[What is asked] Rewrite every line from the line containing "Agricultural drone survey: scan the aerial photo for horizontal" through the end of the items, not only the answers. Multiply each bounding-box coordinate in the answers by 2.2, round to the nearest whole number with halves rounded up, and leave all other text unchanged.

[Dataset content]
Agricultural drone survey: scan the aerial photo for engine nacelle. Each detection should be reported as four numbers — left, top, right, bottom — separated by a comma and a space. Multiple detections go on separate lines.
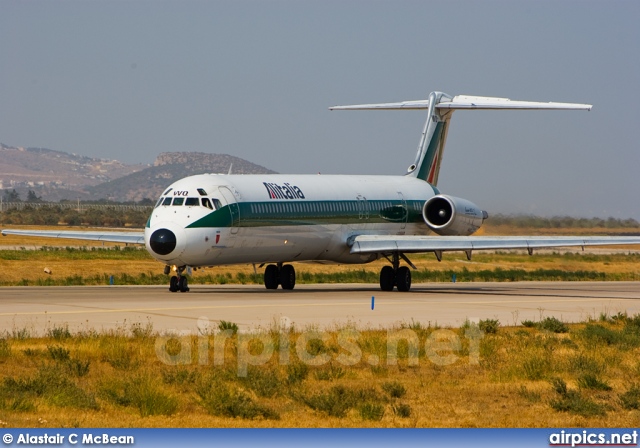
422, 194, 489, 236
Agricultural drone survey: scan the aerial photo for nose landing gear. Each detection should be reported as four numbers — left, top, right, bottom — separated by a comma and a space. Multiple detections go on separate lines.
165, 266, 189, 292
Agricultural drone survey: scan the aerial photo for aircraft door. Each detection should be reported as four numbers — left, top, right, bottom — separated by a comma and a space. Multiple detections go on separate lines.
219, 187, 240, 234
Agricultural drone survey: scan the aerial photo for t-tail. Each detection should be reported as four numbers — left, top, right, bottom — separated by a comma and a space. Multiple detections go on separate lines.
329, 92, 592, 186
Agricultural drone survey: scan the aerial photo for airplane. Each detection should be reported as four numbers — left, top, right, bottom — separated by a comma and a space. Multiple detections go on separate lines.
2, 92, 640, 292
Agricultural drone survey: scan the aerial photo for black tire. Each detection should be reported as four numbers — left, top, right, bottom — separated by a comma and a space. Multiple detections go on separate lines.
396, 266, 411, 292
178, 276, 189, 292
380, 266, 396, 291
264, 264, 280, 289
169, 275, 178, 292
280, 264, 296, 289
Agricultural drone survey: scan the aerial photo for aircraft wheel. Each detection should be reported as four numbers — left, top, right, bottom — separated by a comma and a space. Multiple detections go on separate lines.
264, 264, 280, 289
169, 275, 178, 292
280, 264, 296, 289
380, 266, 396, 291
396, 266, 411, 292
178, 276, 189, 292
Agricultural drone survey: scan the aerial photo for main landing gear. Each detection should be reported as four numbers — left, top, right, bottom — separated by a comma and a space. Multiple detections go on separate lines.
164, 266, 189, 292
264, 263, 296, 289
380, 252, 413, 292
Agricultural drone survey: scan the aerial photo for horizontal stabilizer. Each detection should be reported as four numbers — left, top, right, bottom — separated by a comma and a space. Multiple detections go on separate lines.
329, 95, 593, 110
351, 235, 640, 254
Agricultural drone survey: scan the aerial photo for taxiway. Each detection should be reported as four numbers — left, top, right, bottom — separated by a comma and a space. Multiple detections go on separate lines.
0, 282, 640, 334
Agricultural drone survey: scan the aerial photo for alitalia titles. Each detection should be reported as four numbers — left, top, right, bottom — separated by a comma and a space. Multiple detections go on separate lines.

[Answer to this task]
Agricultural drone survey: scan the aerial photo for horizontal stabilizer. Each detection should be reported as four numbers — left, top, right, bottom — separated by a comma and a space. Multiple detections go on separate lines.
724, 209, 1305, 242
772, 517, 1408, 559
Agricultural drone survey: scan the aerial photo for taxiway. Each detection should be reported as four numbers — left, top, right, bottom — separated by a comma and a space. Multiple detections go on separate lines.
0, 620, 1408, 735
Agricultural drone survey: scan the aerial photo for alitalia titles. Each detection should be reported as four numbers — left, top, right, bottom — separated by a comma and a space. Multiple detections go on separate lines.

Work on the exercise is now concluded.